** START OF Records **
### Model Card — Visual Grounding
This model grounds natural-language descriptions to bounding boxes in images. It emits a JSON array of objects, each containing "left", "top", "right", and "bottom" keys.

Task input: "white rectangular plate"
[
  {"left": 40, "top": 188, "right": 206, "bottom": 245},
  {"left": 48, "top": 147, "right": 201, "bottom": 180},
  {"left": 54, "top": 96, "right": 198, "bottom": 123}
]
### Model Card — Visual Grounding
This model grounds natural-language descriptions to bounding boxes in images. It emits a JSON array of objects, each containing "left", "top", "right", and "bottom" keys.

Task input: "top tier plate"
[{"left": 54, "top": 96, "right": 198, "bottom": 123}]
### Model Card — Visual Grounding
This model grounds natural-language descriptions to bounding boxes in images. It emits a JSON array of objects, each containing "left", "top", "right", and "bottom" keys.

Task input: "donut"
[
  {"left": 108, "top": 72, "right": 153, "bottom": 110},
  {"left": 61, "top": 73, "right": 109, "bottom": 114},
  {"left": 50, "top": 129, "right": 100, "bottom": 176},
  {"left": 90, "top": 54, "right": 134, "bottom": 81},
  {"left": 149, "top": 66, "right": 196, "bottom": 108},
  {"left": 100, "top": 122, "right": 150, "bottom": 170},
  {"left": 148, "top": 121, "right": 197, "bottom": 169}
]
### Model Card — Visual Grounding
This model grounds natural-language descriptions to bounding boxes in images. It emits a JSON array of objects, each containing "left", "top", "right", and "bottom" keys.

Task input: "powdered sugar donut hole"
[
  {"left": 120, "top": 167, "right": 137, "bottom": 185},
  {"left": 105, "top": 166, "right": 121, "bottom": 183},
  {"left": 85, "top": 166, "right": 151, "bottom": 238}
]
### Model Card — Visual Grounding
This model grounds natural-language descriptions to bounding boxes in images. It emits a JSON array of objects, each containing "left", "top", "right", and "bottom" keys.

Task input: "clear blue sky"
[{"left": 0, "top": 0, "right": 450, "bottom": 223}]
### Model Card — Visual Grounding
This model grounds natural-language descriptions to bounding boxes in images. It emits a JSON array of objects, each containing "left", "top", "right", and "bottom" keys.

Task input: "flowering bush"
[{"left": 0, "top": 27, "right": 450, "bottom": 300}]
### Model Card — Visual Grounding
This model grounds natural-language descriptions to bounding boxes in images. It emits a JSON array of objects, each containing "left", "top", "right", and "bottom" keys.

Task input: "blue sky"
** END OF Records **
### [Work to be completed]
How many lines in the data above contain the string "plate"? Reply with the number only.

### [Exercise solution]
2